* begin Task input *
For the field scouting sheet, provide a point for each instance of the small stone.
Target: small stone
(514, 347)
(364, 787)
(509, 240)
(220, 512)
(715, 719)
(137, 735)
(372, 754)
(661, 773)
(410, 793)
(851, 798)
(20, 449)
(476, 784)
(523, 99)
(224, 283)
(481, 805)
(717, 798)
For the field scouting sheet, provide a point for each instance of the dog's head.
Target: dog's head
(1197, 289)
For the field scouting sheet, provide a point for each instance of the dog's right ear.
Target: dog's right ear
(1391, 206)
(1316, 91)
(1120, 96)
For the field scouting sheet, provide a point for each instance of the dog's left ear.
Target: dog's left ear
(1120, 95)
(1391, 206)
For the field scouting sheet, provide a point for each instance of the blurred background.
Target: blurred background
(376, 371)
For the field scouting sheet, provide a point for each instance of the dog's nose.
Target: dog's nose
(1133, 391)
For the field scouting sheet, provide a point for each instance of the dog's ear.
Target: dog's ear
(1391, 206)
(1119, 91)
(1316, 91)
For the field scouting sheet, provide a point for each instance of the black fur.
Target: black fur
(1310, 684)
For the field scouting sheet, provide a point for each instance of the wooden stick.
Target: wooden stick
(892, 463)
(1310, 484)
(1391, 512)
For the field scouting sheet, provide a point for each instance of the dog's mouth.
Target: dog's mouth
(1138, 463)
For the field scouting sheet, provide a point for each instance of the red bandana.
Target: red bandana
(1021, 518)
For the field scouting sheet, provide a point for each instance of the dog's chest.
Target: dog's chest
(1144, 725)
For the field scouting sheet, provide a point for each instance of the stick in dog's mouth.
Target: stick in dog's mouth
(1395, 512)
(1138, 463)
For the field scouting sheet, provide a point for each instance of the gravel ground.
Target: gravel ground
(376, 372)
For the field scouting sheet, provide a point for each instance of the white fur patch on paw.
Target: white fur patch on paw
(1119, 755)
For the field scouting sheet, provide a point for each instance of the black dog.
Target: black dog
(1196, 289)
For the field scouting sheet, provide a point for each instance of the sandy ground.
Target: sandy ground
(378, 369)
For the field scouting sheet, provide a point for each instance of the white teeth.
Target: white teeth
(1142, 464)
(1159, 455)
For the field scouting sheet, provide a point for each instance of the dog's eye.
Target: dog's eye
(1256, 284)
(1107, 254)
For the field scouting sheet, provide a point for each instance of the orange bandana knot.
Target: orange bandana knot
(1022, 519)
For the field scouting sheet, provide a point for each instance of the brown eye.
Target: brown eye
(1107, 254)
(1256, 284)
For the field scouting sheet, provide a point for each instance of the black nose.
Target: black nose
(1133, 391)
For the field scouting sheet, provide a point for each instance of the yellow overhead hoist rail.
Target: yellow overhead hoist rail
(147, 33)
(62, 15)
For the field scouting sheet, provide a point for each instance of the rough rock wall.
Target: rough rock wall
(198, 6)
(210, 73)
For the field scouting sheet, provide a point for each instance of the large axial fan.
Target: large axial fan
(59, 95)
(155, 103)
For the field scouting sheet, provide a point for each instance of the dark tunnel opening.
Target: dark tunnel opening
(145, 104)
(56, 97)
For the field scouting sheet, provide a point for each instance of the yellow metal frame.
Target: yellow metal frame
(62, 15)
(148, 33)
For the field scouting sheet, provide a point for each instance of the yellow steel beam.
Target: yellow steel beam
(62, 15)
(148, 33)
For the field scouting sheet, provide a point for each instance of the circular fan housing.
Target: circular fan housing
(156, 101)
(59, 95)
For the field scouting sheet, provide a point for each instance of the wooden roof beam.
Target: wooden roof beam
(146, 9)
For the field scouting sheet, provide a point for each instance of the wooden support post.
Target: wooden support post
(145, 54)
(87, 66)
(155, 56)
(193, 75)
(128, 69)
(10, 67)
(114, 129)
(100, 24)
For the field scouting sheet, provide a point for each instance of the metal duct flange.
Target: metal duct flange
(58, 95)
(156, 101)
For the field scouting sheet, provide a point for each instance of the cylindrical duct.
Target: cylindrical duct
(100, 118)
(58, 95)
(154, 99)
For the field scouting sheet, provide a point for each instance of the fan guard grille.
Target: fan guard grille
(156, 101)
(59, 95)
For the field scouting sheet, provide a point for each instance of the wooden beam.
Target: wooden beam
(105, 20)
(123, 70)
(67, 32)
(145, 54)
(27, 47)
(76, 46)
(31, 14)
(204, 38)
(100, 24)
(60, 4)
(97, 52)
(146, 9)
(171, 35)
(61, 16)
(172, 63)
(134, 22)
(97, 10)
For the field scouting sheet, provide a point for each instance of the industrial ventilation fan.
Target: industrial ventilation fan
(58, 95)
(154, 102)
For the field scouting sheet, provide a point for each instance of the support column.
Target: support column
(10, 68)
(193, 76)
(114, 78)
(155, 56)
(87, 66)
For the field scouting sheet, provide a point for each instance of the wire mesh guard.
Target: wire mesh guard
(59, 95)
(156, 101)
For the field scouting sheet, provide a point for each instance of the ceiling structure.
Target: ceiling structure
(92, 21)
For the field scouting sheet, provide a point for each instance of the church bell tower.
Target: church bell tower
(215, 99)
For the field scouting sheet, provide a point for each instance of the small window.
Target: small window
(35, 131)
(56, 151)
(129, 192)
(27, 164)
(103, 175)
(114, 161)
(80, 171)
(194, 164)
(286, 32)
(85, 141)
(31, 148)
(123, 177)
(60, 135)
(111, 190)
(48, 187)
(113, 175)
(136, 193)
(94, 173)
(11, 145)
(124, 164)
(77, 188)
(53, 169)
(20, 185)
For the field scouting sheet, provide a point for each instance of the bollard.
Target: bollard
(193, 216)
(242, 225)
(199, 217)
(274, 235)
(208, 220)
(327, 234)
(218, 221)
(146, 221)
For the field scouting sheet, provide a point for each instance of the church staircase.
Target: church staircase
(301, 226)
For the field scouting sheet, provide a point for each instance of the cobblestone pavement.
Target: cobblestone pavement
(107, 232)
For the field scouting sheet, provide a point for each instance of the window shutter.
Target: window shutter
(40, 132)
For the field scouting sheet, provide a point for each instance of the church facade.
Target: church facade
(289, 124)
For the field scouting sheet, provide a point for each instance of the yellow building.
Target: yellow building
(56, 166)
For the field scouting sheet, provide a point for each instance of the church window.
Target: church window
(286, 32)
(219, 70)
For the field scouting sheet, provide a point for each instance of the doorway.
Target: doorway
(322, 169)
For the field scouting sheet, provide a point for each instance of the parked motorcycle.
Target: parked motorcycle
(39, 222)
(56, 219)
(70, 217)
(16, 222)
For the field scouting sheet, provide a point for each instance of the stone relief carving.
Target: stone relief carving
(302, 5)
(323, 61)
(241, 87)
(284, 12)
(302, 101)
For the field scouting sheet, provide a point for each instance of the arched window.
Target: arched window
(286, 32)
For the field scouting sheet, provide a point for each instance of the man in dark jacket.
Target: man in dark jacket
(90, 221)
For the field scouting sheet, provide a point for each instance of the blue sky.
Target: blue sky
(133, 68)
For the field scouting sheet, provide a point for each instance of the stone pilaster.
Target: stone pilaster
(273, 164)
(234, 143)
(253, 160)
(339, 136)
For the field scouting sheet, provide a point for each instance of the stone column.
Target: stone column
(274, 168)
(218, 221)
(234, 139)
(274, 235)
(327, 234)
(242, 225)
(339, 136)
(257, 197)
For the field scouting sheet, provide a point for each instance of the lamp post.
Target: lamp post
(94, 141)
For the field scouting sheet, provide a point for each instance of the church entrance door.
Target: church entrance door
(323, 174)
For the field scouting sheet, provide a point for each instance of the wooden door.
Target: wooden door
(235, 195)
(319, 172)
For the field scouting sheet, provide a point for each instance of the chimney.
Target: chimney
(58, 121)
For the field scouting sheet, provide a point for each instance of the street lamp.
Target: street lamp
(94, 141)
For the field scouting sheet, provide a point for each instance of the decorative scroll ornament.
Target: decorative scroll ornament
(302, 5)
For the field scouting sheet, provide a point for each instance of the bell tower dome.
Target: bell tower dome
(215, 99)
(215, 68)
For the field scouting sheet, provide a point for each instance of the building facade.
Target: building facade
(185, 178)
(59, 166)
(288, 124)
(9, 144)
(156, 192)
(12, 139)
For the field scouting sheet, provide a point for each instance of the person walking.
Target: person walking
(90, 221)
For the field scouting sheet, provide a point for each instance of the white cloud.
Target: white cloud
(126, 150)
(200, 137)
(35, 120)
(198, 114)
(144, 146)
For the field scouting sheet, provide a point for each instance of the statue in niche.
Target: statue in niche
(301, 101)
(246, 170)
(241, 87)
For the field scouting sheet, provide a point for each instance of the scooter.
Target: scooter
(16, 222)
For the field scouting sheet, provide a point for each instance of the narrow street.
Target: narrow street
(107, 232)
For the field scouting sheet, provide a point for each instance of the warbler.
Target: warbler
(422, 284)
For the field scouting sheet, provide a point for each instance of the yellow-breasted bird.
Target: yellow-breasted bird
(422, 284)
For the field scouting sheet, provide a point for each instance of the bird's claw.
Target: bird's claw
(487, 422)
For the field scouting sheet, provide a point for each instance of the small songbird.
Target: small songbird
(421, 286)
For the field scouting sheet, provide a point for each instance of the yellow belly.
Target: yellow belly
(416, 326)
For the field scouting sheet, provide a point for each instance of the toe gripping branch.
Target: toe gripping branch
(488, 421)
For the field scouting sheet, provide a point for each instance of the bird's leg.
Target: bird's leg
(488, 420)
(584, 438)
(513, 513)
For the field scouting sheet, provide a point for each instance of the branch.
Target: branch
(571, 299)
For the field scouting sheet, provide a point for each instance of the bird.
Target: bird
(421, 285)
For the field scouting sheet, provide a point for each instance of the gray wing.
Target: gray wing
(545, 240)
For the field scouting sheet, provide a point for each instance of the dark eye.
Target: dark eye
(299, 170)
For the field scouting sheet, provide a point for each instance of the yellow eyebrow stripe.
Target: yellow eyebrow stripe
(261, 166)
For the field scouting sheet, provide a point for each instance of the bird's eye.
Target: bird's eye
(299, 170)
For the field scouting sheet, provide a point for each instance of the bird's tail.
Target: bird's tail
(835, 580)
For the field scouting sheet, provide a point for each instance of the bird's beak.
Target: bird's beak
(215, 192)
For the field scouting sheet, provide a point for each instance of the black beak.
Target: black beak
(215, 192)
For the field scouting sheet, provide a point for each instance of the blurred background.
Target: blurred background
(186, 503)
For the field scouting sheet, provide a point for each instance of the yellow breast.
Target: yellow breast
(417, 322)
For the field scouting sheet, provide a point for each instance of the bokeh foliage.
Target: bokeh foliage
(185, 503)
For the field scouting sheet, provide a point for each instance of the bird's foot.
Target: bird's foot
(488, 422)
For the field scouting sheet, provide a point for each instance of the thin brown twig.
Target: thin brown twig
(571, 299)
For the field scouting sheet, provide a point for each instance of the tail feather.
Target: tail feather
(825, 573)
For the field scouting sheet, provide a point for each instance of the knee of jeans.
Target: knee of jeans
* end Task input *
• Work to be completed
Can you recast every line from the start of the entries through the line containing "(1144, 725)", that line included, as a numbered list with blank lines left out?

• Correct response
1. For the field scouting sheet, provide a point for each instance of the small stone.
2. Target: small stone
3. (514, 347)
4. (364, 787)
5. (509, 240)
6. (220, 512)
7. (715, 719)
8. (137, 735)
9. (372, 754)
10. (661, 773)
11. (410, 793)
12. (851, 798)
13. (20, 449)
14. (476, 784)
15. (523, 99)
16. (224, 283)
17. (481, 805)
18. (717, 798)
19. For the field scouting sheet, provide a point for each instance of the dog's head.
20. Target: dog's head
21. (1197, 289)
22. For the field scouting sheet, provide a point for each instance of the dog's right ear.
23. Target: dog's right ear
24. (1391, 206)
25. (1316, 91)
26. (1120, 96)
27. For the field scouting sheet, provide a point for each instance of the dog's left ear.
28. Target: dog's left ear
29. (1120, 95)
30. (1391, 206)
31. For the field scouting sheet, provide a point for each instance of the blurred background.
32. Target: blurred background
33. (376, 371)
34. For the field scouting sheet, provide a point for each instance of the dog's nose.
35. Target: dog's nose
36. (1133, 391)
37. For the field scouting sheet, provide a point for each instance of the dog's ear.
38. Target: dog's ear
39. (1391, 206)
40. (1119, 91)
41. (1316, 91)
42. For the field scouting sheet, provide a point for each instance of the black fur.
43. Target: black fur
44. (1310, 684)
45. For the field scouting sheet, provide a point for each instance of the wooden stick.
46. Target: wooden stick
47. (892, 463)
48. (1310, 484)
49. (1391, 512)
50. For the field scouting sheet, provide a point for each instance of the dog's mouth.
51. Target: dog's mouth
52. (1138, 463)
53. For the field scouting sheet, provide a point for each instance of the red bandana.
54. Target: red bandana
55. (1021, 518)
56. For the field scouting sheet, provide a point for each instance of the dog's chest.
57. Target: dog's chest
58. (1144, 725)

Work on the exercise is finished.